Problem:
Rewrite the entries from the line with "[outline] woman's right hand" through the end, replacing "wearing cap" with "wearing a hat" and leaving everything else unchanged.

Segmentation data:
━━━━━━
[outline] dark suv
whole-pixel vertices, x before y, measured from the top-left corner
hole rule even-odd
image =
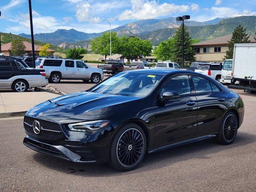
[[[122,60],[107,59],[104,64],[99,64],[98,68],[102,69],[104,73],[112,75],[123,71],[124,63]]]
[[[36,59],[38,58],[39,56],[36,56],[35,58]],[[28,56],[25,57],[23,58],[23,61],[25,62],[29,67],[33,67],[33,57],[32,56]]]

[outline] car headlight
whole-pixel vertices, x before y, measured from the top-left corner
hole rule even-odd
[[[107,120],[99,120],[69,124],[68,126],[72,131],[92,134],[105,127],[110,123],[110,121]]]

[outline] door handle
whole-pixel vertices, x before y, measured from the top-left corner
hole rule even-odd
[[[188,102],[187,102],[187,105],[189,105],[189,106],[191,106],[191,105],[194,105],[195,104],[195,102],[194,101],[188,101]]]
[[[223,102],[225,101],[225,98],[219,98],[218,99],[218,100],[220,101],[220,102]]]

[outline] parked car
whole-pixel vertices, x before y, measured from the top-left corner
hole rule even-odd
[[[105,73],[114,75],[123,71],[124,65],[124,63],[122,60],[107,59],[104,64],[98,64],[98,68],[102,69]]]
[[[39,57],[39,56],[35,56],[36,59]],[[33,57],[32,56],[25,56],[23,58],[23,61],[29,67],[33,68]]]
[[[203,74],[126,71],[29,110],[23,143],[71,161],[129,171],[147,153],[210,138],[231,144],[244,113],[237,93]]]
[[[154,67],[150,66],[150,65],[146,61],[132,61],[130,64],[124,66],[124,70],[150,69],[151,68]]]
[[[104,77],[102,70],[90,67],[80,60],[39,58],[36,66],[44,69],[46,78],[53,83],[59,83],[62,79],[80,79],[84,82],[90,80],[98,83]]]
[[[48,84],[44,70],[26,67],[18,58],[0,58],[0,88],[24,92],[28,88]]]
[[[156,64],[156,68],[168,68],[173,69],[179,69],[186,70],[185,67],[181,67],[177,63],[172,62],[170,61],[166,61],[162,62],[158,62]]]
[[[219,63],[199,64],[194,71],[209,76],[220,82],[221,78],[221,67]]]

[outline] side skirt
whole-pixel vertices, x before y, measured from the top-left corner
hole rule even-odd
[[[165,149],[168,149],[169,148],[171,148],[172,147],[176,147],[177,146],[180,146],[185,144],[188,144],[189,143],[193,143],[197,141],[201,141],[204,139],[208,139],[208,138],[211,138],[216,136],[216,135],[208,135],[204,136],[202,136],[201,137],[197,137],[193,139],[189,139],[188,140],[186,140],[185,141],[181,141],[178,142],[178,143],[173,143],[168,145],[166,145],[162,147],[160,147],[152,149],[148,151],[148,153],[154,153],[157,151],[162,151],[162,150],[164,150]]]

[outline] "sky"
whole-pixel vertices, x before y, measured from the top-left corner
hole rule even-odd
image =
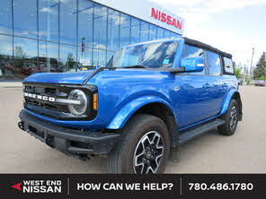
[[[151,0],[184,18],[184,34],[254,66],[266,52],[266,0]]]

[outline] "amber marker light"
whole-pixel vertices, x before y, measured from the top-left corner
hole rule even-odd
[[[98,93],[93,94],[93,109],[98,109]]]

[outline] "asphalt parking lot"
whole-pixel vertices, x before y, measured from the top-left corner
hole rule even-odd
[[[244,119],[231,137],[213,130],[179,150],[165,173],[266,173],[266,88],[242,86]],[[17,127],[22,89],[0,88],[0,173],[106,173],[107,159],[83,162]]]

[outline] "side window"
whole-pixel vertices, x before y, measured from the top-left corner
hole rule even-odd
[[[233,66],[232,59],[224,57],[224,63],[225,63],[225,72],[226,72],[226,74],[234,74],[234,66]]]
[[[221,75],[221,61],[218,54],[207,51],[208,71],[211,76]]]
[[[197,48],[184,45],[181,59],[191,58],[191,57],[204,57],[204,50]],[[205,74],[205,68],[201,72],[189,73],[190,74]]]

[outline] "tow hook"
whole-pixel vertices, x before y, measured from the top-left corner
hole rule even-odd
[[[22,131],[25,130],[25,129],[24,129],[24,123],[23,123],[23,122],[19,122],[19,123],[18,123],[18,126],[19,126],[19,128],[22,129]]]

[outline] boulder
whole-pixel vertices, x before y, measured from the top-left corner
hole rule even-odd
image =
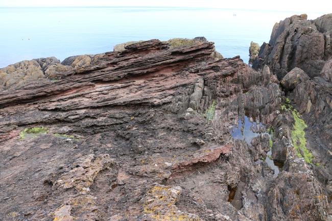
[[[33,80],[44,78],[41,67],[34,60],[22,61],[0,69],[3,89],[18,88]]]
[[[280,85],[286,91],[290,91],[294,89],[298,84],[310,79],[301,68],[295,67],[282,78]]]

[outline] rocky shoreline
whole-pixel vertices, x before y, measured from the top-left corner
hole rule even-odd
[[[0,69],[0,220],[331,220],[331,22]]]

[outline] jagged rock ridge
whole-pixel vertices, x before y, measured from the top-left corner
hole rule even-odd
[[[201,40],[69,58],[56,80],[0,92],[0,217],[326,220],[326,184],[296,154],[275,77]],[[261,133],[249,143],[230,131],[246,117]]]

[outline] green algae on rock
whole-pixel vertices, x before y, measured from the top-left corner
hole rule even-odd
[[[295,122],[294,125],[294,129],[292,131],[292,139],[296,155],[299,157],[304,158],[307,163],[312,163],[314,157],[306,148],[306,139],[304,132],[304,129],[307,126],[301,119],[301,114],[296,110],[293,110],[292,113]]]
[[[215,113],[216,112],[216,100],[214,100],[211,105],[210,105],[209,108],[206,110],[206,111],[205,111],[204,116],[206,117],[208,122],[211,121],[214,119]]]
[[[36,137],[40,134],[47,134],[48,133],[49,133],[49,130],[43,127],[26,128],[19,133],[20,140],[27,137]]]

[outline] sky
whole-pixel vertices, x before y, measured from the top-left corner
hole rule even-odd
[[[0,0],[0,7],[186,7],[310,12],[332,8],[328,0]]]

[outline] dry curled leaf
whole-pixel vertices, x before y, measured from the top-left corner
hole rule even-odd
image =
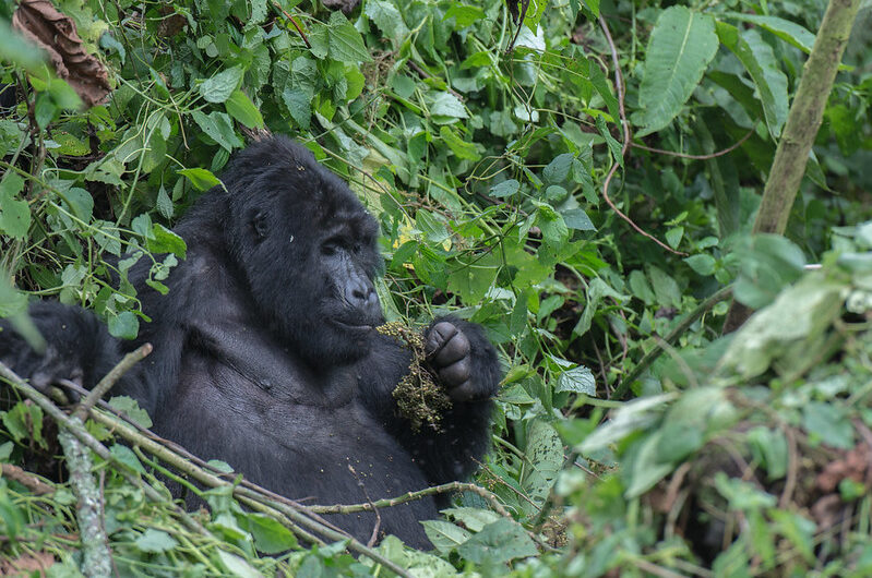
[[[12,14],[12,27],[48,53],[58,76],[85,105],[101,103],[111,91],[106,68],[85,52],[72,19],[48,0],[22,0]]]

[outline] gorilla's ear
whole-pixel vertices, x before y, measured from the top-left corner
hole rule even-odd
[[[251,215],[249,222],[251,222],[251,229],[254,231],[254,236],[259,241],[266,239],[270,228],[267,227],[266,215],[262,210],[255,210]]]

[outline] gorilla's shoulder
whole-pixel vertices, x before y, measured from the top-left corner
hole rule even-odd
[[[251,143],[235,155],[228,165],[228,170],[252,165],[279,169],[296,169],[302,165],[306,168],[321,169],[311,150],[283,134],[276,134]]]

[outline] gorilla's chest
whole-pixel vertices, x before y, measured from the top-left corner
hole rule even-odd
[[[367,502],[426,487],[409,455],[357,401],[353,383],[314,390],[295,383],[302,378],[294,368],[244,378],[236,368],[189,356],[174,411],[158,416],[155,430],[291,498]]]

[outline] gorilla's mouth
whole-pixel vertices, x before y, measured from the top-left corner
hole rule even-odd
[[[345,329],[346,332],[368,332],[373,327],[372,324],[348,323],[336,318],[333,318],[331,321],[333,322],[334,325],[336,325],[341,329]]]

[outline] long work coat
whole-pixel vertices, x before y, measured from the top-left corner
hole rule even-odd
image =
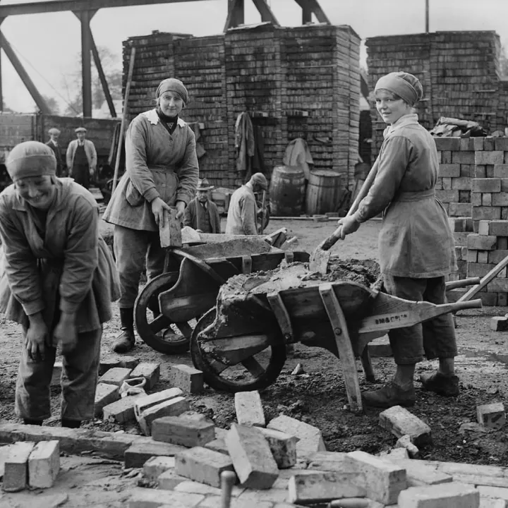
[[[379,235],[382,273],[424,279],[456,270],[453,234],[434,191],[435,142],[416,114],[404,115],[386,129],[375,165],[375,179],[354,217],[363,222],[385,210]]]
[[[131,229],[158,231],[150,203],[170,206],[194,197],[199,167],[194,133],[183,120],[172,134],[155,109],[138,115],[126,135],[126,173],[104,212],[107,222]]]
[[[52,329],[59,308],[75,314],[78,333],[99,329],[119,290],[97,204],[71,179],[56,185],[45,224],[13,185],[0,194],[0,312],[25,327],[28,315],[42,312]]]

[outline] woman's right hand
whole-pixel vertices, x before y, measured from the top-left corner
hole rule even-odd
[[[25,337],[25,347],[28,357],[32,361],[39,362],[46,356],[46,344],[49,334],[42,317],[32,318],[30,316],[30,326]]]
[[[152,213],[155,217],[155,222],[157,222],[159,227],[164,227],[166,225],[166,210],[168,212],[171,210],[171,207],[168,204],[164,202],[160,198],[156,198],[152,202]]]

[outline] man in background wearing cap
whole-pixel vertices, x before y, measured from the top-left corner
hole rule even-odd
━━━━━━
Answer:
[outline] woman's right hand
whole-pixel vertices, x before y, measured from the top-left corner
hole rule even-odd
[[[25,337],[25,347],[28,357],[32,361],[39,362],[46,356],[46,344],[49,334],[42,317],[32,318],[30,316],[30,326]]]
[[[152,213],[155,217],[155,222],[157,222],[159,227],[164,227],[166,225],[166,210],[168,212],[171,210],[171,207],[168,204],[164,202],[160,198],[156,198],[152,202]]]

[outline] man in background wearing a hat
whole-pixel vertices, x before y, measured from the top-left corner
hole rule even-odd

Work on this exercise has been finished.